• **Passage given**
__________________________________________________

Tree Canopy and it’s Impact on the Urban Heat Effect

Authors
Affiliation

Eleanor Lindsey

Colorado State University

Clara Jordan

Colorado State University

Sierra Champion

Colorado State University

The Relationship of Tree Canopy to Urban Heat Effect and Inequality: A Case Study

ABSTRACT

This study investigates the relationship between tree canopy cover, urban temperature, and income levels in Los Angeles, California, with a focus on the Urban Heat Island (UHI) effect. As cities like Los Angeles continue to expand and global temperatures rise, urban areas are experiencing higher heat exposure, particularly in neighborhoods with limited green space. We aimed to test two main hypotheses: (1) that lower tree canopy coverage would be associated with higher temperatures, and (2) that lower canopy coverage would be correlated with lower income, based on the “luxury effect” described in previous research. Using data from 2003 to 2023, including average annual temperatures, tree canopy loss, and 2023 census tract median incomes, we conducted visual and statistical analyses to explore these relationships. While visualizations suggested a strong association between canopy loss and temperature, the Pearson correlation test did not yield statistically significant results. Additionally, our analysis found no measurable correlation between tree canopy and income, although this may be due to limitations in the data structure. Despite these challenges, our findings reinforce the importance of urban tree canopies in regulating temperature and highlight the need for more targeted, high-resolution data to understand environmental inequalities in urban heat exposure fully.

__________________________________________________

Stored items:

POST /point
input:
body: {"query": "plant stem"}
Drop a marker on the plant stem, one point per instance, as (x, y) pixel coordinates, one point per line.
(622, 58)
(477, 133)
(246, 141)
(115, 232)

__________________________________________________

• **List of tasks**
[A] In the tree canopy study, which statistical test was used to check the link between canopy loss and temperature?
[B] Continue the tree canopy study from where it stops.

• **Expected outputs**
[A] The Pearson correlation test.

[B]
INTRODUCTION & HYPOTHESIS

Due to the effects of climate change, large cities like Los Angeles, California, are expected to see regularly increasing temperatures. When looking at a heat map, an odd phenomenon shows higher temperatures within city limits than in rural areas on the border. This unequal heating is called the Urban Heat Island (UHI) effect (HeatIslandHealthEffects?). This is due to reduced vegetation cover, increased concrete, disruptive buildings, and human activities. This effect is projected to worsen as more of the world’s population migrates to urban environments, cities continue to grow, and global temperatures rise (HeatIslandTrends?) Areas already impacted by the UHI effect will “bear the brunt” of intensified heat waves brought on by climate change (HeatIslandTrends?).

From the 1980s onward, environmental movements began to advocate for increased green space and sustainability in urban planning. Initiatives promoting tree canopy restoration, urban greening, and park creation have been prioritized to mitigate the impacts of climate change and improve public health. Notably, the city has recognized the need to address the disproportionate effects of urban heat on low-income communities. However, despite these efforts, many neighborhoods still struggle with heat exposure and lack adequate vegetation, emphasizing the need for continued research and policy reform to ensure equitable access to urban green spaces.

During this period, a growing awareness of environmental issues began to emerge. Land-use planning and urban development often neglect the integration of green spaces, leading to stark inequalities within the city. Areas predominantly inhabited by low-income communities and people of color were typically under served regarding infrastructure and green spaces, resulting in disparities in health outcomes and environmental benefits compared to wealthier neighborhoods (UrbanGreenSpaceInequality?).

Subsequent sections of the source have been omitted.